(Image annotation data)
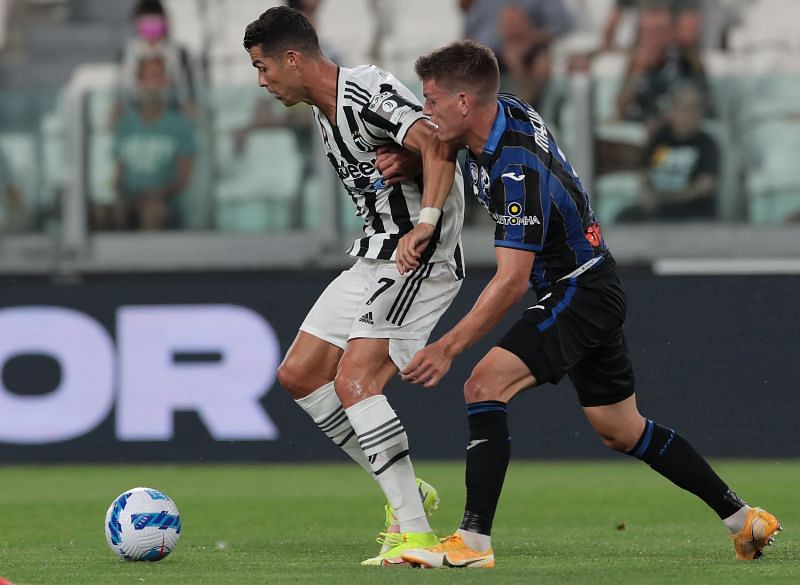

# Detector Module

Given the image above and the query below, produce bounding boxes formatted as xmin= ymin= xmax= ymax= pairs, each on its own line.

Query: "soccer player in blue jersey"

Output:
xmin=394 ymin=41 xmax=780 ymax=567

__Work required__
Can you substitute "shirt" for every "jersey" in the data above and write the data out again with nothing else changed? Leave the pictures out.

__Result below__
# Detector Module

Given the image above and the query below, produce bounding boxes formatted as xmin= ymin= xmax= ymax= pairs, each on its own line.

Query: "soccer player in blue shirt"

Output:
xmin=394 ymin=41 xmax=780 ymax=567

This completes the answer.